### PROVIDED INFORMATION

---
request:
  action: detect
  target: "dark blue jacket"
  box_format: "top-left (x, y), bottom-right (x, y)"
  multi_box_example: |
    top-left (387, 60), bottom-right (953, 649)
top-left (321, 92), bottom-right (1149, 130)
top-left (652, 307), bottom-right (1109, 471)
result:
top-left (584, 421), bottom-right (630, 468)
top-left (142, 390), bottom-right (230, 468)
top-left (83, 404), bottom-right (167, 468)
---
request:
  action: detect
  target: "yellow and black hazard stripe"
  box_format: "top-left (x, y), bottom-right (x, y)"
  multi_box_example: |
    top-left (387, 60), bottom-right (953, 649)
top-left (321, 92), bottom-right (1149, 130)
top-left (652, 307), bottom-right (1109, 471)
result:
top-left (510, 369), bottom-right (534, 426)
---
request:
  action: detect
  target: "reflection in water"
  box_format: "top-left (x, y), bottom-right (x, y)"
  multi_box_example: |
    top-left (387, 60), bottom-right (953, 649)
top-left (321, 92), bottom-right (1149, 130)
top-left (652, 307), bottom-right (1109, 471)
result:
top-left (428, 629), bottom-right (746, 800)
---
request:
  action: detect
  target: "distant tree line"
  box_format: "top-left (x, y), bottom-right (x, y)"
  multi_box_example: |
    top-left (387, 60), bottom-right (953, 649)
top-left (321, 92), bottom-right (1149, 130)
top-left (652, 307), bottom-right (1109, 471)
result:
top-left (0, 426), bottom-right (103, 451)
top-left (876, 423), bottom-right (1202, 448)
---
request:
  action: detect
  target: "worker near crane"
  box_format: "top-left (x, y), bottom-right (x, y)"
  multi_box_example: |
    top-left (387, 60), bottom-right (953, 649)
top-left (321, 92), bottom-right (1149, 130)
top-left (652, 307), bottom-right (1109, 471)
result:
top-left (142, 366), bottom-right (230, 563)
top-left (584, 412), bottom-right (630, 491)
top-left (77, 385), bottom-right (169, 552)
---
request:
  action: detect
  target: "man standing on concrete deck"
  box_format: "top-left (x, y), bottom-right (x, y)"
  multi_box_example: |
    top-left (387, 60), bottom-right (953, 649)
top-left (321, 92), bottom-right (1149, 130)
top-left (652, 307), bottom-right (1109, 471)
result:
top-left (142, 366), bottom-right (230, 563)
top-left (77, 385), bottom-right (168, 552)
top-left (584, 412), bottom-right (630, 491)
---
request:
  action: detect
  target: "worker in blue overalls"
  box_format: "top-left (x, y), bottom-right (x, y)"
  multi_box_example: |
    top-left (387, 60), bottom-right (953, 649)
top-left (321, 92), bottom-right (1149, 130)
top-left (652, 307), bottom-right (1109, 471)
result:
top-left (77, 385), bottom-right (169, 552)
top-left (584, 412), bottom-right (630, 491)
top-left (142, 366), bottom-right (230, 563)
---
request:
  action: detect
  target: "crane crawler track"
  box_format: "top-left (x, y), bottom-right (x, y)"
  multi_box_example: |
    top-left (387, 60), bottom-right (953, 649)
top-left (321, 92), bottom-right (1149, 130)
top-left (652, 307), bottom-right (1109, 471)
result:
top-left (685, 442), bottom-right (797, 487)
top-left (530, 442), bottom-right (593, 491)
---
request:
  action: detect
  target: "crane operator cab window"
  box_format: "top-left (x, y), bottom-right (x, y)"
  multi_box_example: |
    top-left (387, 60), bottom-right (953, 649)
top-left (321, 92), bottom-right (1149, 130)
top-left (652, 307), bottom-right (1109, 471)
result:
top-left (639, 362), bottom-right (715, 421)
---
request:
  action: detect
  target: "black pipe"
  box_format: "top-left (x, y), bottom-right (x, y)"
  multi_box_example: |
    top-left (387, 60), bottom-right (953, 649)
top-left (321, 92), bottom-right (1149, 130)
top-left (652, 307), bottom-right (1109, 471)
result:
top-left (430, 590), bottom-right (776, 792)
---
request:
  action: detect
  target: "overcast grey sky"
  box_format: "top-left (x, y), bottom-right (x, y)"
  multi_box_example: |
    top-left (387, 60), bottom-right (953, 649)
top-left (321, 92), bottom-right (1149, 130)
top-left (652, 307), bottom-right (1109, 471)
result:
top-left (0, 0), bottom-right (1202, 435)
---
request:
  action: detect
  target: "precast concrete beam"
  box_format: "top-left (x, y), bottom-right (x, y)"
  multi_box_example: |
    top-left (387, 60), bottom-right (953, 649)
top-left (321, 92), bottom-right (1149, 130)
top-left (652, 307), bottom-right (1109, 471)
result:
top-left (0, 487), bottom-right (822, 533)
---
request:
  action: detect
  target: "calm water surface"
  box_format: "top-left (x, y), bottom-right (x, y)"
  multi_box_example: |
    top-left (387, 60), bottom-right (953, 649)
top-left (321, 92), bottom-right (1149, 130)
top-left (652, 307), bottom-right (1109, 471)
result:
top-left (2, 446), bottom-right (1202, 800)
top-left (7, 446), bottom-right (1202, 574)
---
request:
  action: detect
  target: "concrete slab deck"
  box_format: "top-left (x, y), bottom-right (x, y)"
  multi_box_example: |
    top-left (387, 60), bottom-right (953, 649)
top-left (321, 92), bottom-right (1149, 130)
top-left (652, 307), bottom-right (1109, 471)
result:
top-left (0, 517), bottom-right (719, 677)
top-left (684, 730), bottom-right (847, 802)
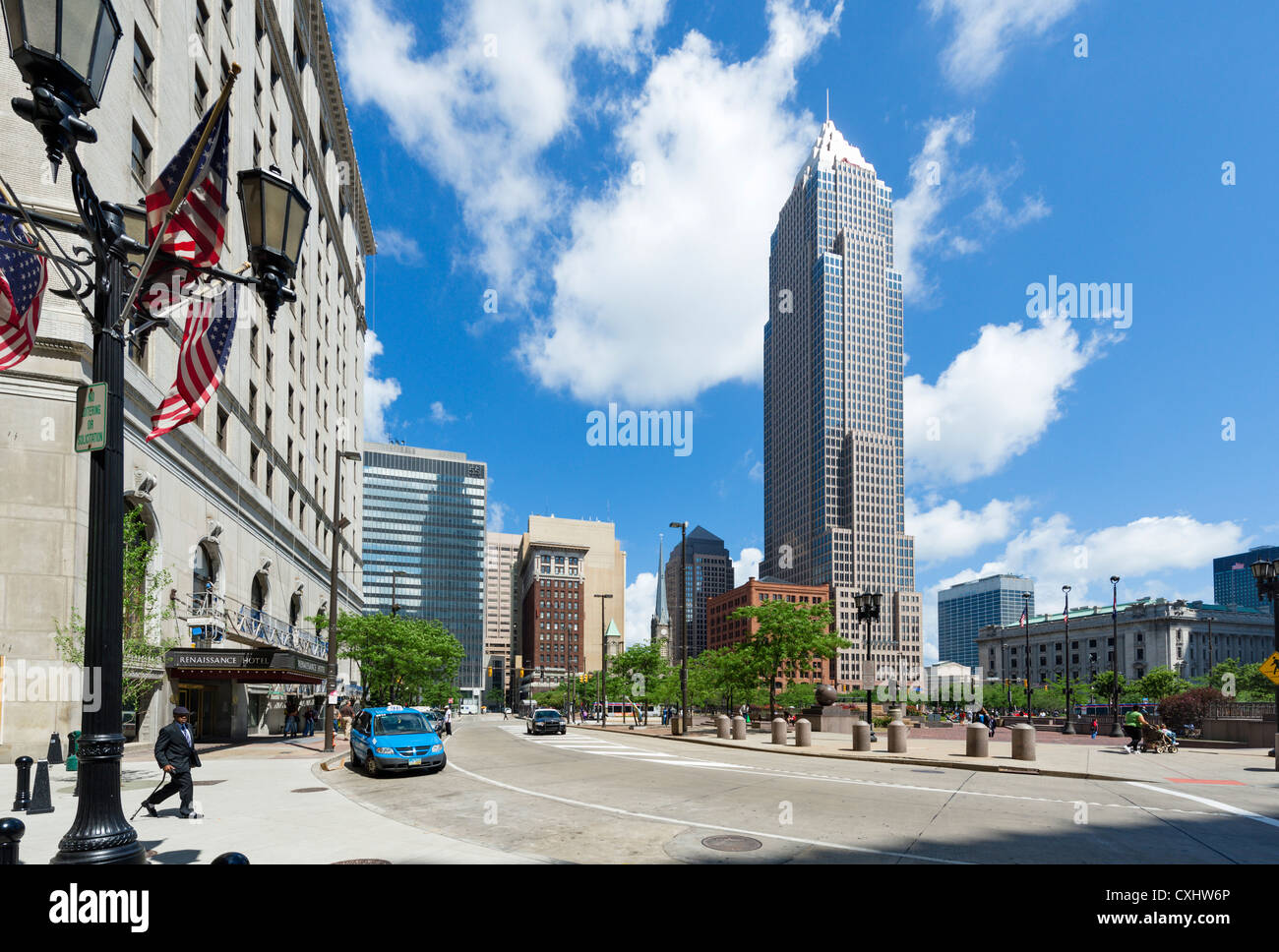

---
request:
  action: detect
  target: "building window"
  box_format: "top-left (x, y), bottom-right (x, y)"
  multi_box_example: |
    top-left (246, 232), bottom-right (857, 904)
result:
top-left (133, 30), bottom-right (154, 102)
top-left (132, 123), bottom-right (151, 185)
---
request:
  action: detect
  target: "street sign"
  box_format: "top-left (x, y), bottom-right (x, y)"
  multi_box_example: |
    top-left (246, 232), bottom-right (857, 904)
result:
top-left (1261, 652), bottom-right (1279, 684)
top-left (76, 384), bottom-right (106, 452)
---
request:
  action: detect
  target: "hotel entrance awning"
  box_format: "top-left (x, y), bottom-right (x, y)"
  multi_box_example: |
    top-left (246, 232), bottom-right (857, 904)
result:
top-left (163, 648), bottom-right (327, 684)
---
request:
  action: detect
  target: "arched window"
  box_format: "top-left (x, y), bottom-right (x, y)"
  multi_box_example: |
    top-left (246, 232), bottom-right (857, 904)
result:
top-left (191, 542), bottom-right (217, 595)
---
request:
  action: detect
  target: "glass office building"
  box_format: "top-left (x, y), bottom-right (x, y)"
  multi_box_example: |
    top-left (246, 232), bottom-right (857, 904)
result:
top-left (1212, 546), bottom-right (1279, 612)
top-left (938, 575), bottom-right (1035, 669)
top-left (363, 443), bottom-right (489, 697)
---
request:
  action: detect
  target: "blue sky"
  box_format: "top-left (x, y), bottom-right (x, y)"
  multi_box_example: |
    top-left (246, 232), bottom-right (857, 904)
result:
top-left (330, 0), bottom-right (1279, 661)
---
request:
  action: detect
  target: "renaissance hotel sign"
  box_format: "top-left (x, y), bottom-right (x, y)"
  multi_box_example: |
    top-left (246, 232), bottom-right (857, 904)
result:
top-left (163, 648), bottom-right (325, 682)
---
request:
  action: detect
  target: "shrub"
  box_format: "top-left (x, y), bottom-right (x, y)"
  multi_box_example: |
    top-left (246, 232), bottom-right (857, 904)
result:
top-left (1159, 687), bottom-right (1227, 731)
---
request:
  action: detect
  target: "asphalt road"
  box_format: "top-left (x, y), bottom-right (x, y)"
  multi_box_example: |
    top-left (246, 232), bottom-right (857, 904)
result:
top-left (324, 716), bottom-right (1279, 865)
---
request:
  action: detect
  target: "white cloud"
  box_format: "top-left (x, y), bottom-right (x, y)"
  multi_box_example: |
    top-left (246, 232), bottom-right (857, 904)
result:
top-left (926, 0), bottom-right (1079, 89)
top-left (903, 316), bottom-right (1113, 483)
top-left (905, 499), bottom-right (1027, 565)
top-left (520, 0), bottom-right (841, 404)
top-left (626, 572), bottom-right (657, 648)
top-left (733, 547), bottom-right (763, 586)
top-left (365, 328), bottom-right (400, 443)
top-left (378, 227), bottom-right (422, 266)
top-left (892, 112), bottom-right (1050, 303)
top-left (487, 501), bottom-right (511, 532)
top-left (335, 0), bottom-right (665, 300)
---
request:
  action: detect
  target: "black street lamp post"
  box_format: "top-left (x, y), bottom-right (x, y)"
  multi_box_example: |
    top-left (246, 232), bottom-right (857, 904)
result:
top-left (1062, 585), bottom-right (1074, 734)
top-left (1110, 575), bottom-right (1125, 738)
top-left (0, 0), bottom-right (306, 863)
top-left (670, 522), bottom-right (688, 735)
top-left (1252, 559), bottom-right (1279, 770)
top-left (853, 592), bottom-right (883, 742)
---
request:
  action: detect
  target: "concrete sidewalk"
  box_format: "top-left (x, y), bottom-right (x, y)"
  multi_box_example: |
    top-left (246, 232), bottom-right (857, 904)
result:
top-left (0, 738), bottom-right (538, 863)
top-left (575, 722), bottom-right (1279, 786)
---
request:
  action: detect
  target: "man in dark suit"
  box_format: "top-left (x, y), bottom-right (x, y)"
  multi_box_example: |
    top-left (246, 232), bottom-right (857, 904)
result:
top-left (142, 707), bottom-right (201, 819)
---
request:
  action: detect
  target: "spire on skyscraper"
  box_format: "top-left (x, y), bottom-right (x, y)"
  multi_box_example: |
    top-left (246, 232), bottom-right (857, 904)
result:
top-left (652, 533), bottom-right (670, 625)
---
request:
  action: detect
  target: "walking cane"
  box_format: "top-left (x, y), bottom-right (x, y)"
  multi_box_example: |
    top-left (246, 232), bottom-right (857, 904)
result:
top-left (129, 773), bottom-right (169, 823)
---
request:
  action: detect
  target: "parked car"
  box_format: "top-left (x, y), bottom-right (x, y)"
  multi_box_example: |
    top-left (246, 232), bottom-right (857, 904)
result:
top-left (350, 704), bottom-right (448, 777)
top-left (524, 708), bottom-right (568, 734)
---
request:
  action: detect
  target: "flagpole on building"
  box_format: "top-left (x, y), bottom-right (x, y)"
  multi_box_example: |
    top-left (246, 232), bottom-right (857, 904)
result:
top-left (118, 63), bottom-right (240, 324)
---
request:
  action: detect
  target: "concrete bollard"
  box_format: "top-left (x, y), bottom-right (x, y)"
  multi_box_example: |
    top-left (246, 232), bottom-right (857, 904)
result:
top-left (964, 723), bottom-right (990, 756)
top-left (1013, 725), bottom-right (1035, 760)
top-left (0, 816), bottom-right (27, 866)
top-left (27, 760), bottom-right (54, 816)
top-left (13, 756), bottom-right (35, 810)
top-left (887, 718), bottom-right (907, 754)
top-left (853, 721), bottom-right (871, 750)
top-left (796, 717), bottom-right (813, 747)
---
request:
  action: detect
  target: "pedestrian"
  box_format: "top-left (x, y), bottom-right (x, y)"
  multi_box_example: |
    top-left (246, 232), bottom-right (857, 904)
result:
top-left (337, 697), bottom-right (355, 740)
top-left (142, 705), bottom-right (201, 819)
top-left (1123, 708), bottom-right (1148, 754)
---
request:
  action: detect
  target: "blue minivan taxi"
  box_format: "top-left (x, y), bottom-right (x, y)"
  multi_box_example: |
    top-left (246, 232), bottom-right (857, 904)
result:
top-left (350, 704), bottom-right (448, 777)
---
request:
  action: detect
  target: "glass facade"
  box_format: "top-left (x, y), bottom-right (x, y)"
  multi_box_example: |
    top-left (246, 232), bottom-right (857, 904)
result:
top-left (938, 575), bottom-right (1035, 667)
top-left (363, 444), bottom-right (489, 690)
top-left (1212, 546), bottom-right (1279, 612)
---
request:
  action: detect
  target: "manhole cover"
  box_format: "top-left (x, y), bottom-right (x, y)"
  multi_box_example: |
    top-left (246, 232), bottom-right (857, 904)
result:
top-left (702, 836), bottom-right (763, 853)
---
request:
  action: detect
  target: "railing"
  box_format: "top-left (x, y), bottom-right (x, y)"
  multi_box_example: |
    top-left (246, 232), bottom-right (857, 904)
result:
top-left (191, 592), bottom-right (329, 658)
top-left (1207, 700), bottom-right (1275, 721)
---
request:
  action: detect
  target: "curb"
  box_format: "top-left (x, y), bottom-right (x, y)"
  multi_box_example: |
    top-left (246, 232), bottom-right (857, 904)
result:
top-left (565, 725), bottom-right (1133, 783)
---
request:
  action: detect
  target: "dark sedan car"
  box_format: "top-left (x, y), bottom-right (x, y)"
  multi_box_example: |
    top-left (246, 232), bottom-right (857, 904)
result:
top-left (524, 708), bottom-right (568, 734)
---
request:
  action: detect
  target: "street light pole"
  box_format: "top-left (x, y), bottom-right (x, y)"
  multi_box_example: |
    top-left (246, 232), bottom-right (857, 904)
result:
top-left (595, 592), bottom-right (613, 727)
top-left (1062, 585), bottom-right (1074, 734)
top-left (1110, 575), bottom-right (1125, 738)
top-left (324, 449), bottom-right (365, 752)
top-left (670, 522), bottom-right (688, 735)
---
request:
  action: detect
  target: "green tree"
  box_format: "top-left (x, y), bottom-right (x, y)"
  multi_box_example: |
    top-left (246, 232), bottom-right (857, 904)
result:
top-left (312, 612), bottom-right (465, 707)
top-left (54, 507), bottom-right (178, 710)
top-left (732, 601), bottom-right (852, 721)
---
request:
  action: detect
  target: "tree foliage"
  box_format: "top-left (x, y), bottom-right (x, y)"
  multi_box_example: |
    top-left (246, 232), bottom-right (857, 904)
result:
top-left (732, 601), bottom-right (852, 720)
top-left (312, 612), bottom-right (465, 707)
top-left (54, 507), bottom-right (178, 710)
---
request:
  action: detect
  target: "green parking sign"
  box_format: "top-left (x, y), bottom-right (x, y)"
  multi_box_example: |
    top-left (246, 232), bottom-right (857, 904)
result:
top-left (76, 384), bottom-right (106, 452)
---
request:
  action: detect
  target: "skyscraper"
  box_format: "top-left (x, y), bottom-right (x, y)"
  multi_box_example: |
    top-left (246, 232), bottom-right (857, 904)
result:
top-left (648, 534), bottom-right (674, 661)
top-left (666, 525), bottom-right (734, 661)
top-left (938, 575), bottom-right (1035, 669)
top-left (760, 120), bottom-right (922, 672)
top-left (1212, 546), bottom-right (1279, 612)
top-left (363, 443), bottom-right (489, 703)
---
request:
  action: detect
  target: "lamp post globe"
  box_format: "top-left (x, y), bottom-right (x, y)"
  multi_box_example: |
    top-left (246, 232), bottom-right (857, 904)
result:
top-left (0, 0), bottom-right (124, 175)
top-left (238, 165), bottom-right (311, 327)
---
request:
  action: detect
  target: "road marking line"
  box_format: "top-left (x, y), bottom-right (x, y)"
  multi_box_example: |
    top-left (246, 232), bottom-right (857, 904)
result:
top-left (449, 763), bottom-right (972, 866)
top-left (1128, 781), bottom-right (1279, 827)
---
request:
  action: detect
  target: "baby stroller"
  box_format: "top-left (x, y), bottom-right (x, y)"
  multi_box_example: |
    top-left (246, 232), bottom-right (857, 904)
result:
top-left (1141, 726), bottom-right (1177, 754)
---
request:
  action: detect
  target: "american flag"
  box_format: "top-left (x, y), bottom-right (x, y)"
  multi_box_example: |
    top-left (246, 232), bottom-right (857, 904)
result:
top-left (148, 285), bottom-right (238, 441)
top-left (0, 208), bottom-right (48, 371)
top-left (144, 106), bottom-right (230, 300)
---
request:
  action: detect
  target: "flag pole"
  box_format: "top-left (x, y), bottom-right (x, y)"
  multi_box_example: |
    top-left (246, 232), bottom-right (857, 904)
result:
top-left (115, 63), bottom-right (240, 325)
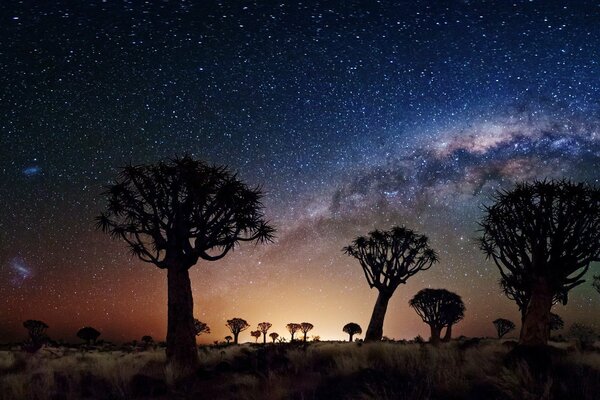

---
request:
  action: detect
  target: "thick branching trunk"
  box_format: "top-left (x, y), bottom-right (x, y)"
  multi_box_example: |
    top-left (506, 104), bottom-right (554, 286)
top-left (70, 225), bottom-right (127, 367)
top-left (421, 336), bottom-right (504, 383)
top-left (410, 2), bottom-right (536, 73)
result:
top-left (519, 278), bottom-right (553, 346)
top-left (429, 325), bottom-right (442, 346)
top-left (442, 324), bottom-right (452, 343)
top-left (365, 291), bottom-right (392, 342)
top-left (167, 267), bottom-right (198, 377)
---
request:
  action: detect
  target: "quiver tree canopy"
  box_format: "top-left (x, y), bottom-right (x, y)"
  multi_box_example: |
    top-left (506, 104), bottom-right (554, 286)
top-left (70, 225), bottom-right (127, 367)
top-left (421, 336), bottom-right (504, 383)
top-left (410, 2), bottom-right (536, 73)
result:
top-left (344, 226), bottom-right (438, 291)
top-left (96, 156), bottom-right (274, 268)
top-left (258, 322), bottom-right (273, 343)
top-left (285, 322), bottom-right (302, 341)
top-left (480, 180), bottom-right (600, 345)
top-left (23, 319), bottom-right (48, 343)
top-left (492, 318), bottom-right (515, 339)
top-left (408, 289), bottom-right (465, 344)
top-left (300, 322), bottom-right (315, 342)
top-left (343, 226), bottom-right (438, 342)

### DO THIS
Return every line of the listing above that contains the string "water", treating uppercase and lowercase letters as distinct.

### EXERCISE SOLUTION
  target: "reflection in water"
  target: "calm water surface"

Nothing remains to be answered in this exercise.